Point annotation dataset lines:
┌──

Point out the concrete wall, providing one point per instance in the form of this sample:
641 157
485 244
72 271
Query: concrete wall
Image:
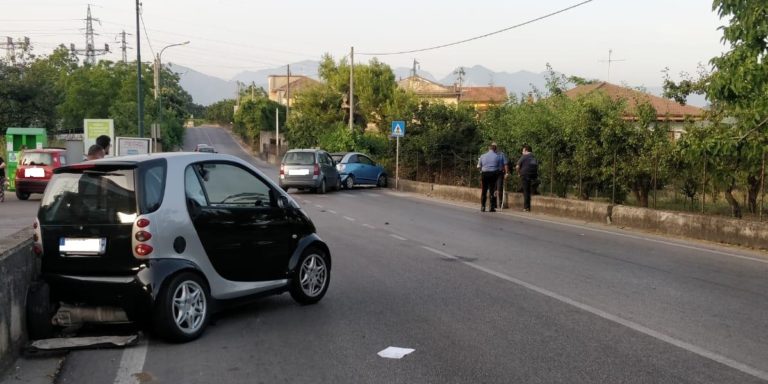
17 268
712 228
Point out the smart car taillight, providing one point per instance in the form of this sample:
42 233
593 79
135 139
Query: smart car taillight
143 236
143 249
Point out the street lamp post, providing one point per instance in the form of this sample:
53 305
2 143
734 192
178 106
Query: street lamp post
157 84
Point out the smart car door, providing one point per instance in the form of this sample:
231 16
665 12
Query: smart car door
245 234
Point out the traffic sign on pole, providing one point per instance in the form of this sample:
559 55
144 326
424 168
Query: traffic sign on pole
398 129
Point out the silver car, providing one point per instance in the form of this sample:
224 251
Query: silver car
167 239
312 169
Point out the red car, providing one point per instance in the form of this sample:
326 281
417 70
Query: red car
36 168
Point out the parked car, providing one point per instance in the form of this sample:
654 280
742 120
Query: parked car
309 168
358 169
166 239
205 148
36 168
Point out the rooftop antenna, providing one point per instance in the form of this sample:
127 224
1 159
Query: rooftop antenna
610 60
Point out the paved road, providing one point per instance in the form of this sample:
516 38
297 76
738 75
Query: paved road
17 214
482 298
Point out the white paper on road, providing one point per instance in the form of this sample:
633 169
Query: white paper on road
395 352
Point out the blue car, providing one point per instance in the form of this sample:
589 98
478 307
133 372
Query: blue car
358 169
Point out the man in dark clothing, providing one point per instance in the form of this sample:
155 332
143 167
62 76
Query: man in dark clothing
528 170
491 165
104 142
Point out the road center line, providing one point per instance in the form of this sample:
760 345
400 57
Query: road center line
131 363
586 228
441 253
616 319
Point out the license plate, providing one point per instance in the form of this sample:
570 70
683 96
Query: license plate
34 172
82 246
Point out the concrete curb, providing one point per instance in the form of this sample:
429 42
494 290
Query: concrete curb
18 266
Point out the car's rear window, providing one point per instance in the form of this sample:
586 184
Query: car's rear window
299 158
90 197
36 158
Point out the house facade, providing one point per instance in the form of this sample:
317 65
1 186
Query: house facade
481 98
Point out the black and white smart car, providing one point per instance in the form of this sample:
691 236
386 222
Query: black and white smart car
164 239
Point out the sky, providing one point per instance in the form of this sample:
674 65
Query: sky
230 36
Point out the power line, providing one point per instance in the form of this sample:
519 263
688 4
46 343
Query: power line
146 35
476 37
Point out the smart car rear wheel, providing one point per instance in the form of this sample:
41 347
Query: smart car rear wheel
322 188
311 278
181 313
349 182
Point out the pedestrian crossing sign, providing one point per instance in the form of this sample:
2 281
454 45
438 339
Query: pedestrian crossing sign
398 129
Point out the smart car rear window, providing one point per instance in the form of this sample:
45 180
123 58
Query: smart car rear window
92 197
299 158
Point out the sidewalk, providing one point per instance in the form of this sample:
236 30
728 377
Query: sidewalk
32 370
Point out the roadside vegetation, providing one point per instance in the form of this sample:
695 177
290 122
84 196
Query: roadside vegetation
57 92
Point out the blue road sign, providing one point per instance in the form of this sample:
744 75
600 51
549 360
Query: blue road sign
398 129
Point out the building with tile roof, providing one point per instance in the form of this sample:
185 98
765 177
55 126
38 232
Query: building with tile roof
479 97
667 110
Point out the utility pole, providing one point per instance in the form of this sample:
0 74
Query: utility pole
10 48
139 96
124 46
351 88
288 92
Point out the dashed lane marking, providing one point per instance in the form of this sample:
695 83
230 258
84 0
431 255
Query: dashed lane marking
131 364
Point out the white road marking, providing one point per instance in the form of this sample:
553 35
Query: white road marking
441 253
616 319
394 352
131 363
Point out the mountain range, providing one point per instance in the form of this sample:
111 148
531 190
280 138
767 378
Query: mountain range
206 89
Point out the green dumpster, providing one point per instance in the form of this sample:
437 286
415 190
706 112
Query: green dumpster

└──

◆ Exercise objective
Reproduce all of the lines above word for word, omitting the pictures.

◆ In response
Point out the concrete wall, providing one point per instance in the form of this sample:
641 157
485 244
72 271
Query: concrete wall
Image:
17 268
712 228
Point out the smart car taillight, providing one point per instance in the form of this sample:
42 233
593 79
135 139
Query: smart car taillight
143 236
143 249
Point out the street lamp post, providing one point per instance in the form of this sample:
53 305
2 143
734 192
178 106
Query: street lamp post
157 84
Point out the smart car door, providing one point per instance in the form of this sample:
231 16
665 12
Query: smart car door
245 234
Point out the traffic sign on pole, providing one point per instance in the form of this sample:
559 55
144 326
424 168
Query: traffic sign on pole
398 129
Point out the silver car, providing one point per instance in the form of this sample:
224 251
Query: silver car
167 239
312 169
Point out the red car, providing one point per instance in the form of this sample:
326 281
417 70
Query: red car
36 168
Point out the parked car, providing one point per instance in the form of this sample:
654 280
742 120
Query: parked car
309 168
358 169
166 239
205 148
36 168
Point out the rooftop antenna, providing one point per instance in the form of this sample:
127 224
1 159
Query: rooftop antenna
610 60
Point out the paved road, providing one point per instance in the form of this sample:
516 38
297 76
738 75
Query: paved road
17 214
482 298
Point out the white paper on road, providing one point per instance in the form of this sample:
633 169
Query: white paper on road
395 352
Point out the blue car, providing one point per instance in the form of this sample:
589 98
478 307
133 372
Query: blue car
358 169
Point out the man in dark clothing, providing one point per instance in the form of this sample:
155 332
143 167
62 76
Query: man in dark clothing
528 170
491 165
104 142
Point out the road center line, providing one point per instance in the form of this sample:
760 345
400 57
Query: road center line
131 363
586 228
441 253
616 319
Point out the license plate, providing one point per instance in the form of this sample:
570 70
683 96
Query: license plate
34 172
82 246
Point out the concrete curb, providing one point per instance in the form of this sample:
429 42
494 290
Query: concrete curb
18 266
Point out the car's rear window, providing one point per instance in the form of this sample:
586 184
Query: car's rear window
299 158
90 197
36 158
Point out the house facade, providing one point per instance in the form of this sample:
317 65
1 186
Query: house facade
481 98
Point out the black and white smart car, providing one point per instance in the form of this sample:
691 236
386 222
Query: black and white smart car
164 239
Point out the sky, providing one point per instance in the form of this sample:
674 65
Query: sky
230 36
Point out the power line, providing one point per instance in the form of this sample:
519 263
688 4
46 343
Query: power line
146 35
476 37
Point out the smart car rear wheel, providing one point per instance in the form of this sample:
41 347
Query: smart car rear wheel
322 188
311 278
181 313
349 182
Point out the pedestrian crossing sign, providing one point per instance in the form of this sample:
2 281
454 45
438 339
Query: pedestrian crossing sign
398 129
Point out the smart car rear window, providing one point per instance in the form of this sample:
45 180
123 58
Query: smart car rear window
92 197
299 158
Point out the sidewalk, providing one point per instance in the form of this sample:
236 30
728 377
Query: sidewalk
32 370
Point out the roadside vegetation, providing one point per instance in the form of this sample:
695 177
290 122
84 196
Query: roadside vegetation
57 92
Point out the blue road sign, providing one point per instance in the form of this sample:
744 75
600 51
549 360
Query: blue road sign
398 129
Point out the building with tile roof, providing one point per instance in the form of this sample:
185 98
765 177
55 126
38 232
Query: building with tile roof
479 97
667 110
Point out the utility pole, providing one point per instance in the form of this sample:
0 74
Query: utility pole
10 48
139 96
124 46
351 88
288 92
Point out the dashed lane marking, providing one point per instance in the form of this sample:
695 83
230 258
84 0
431 255
Query: dashed lane marking
131 364
Point out the white road marking, providing one point per instance in the form of this sample:
553 35
Query: white road marking
441 253
616 319
394 352
131 363
Point out the mountain range, providing one point per instance in the form of this sample:
111 148
531 190
280 138
767 378
Query: mountain range
206 89
Point out the green dumpster, providing one point per instance in the form of this sample:
437 286
415 190
706 112
Query: green dumpster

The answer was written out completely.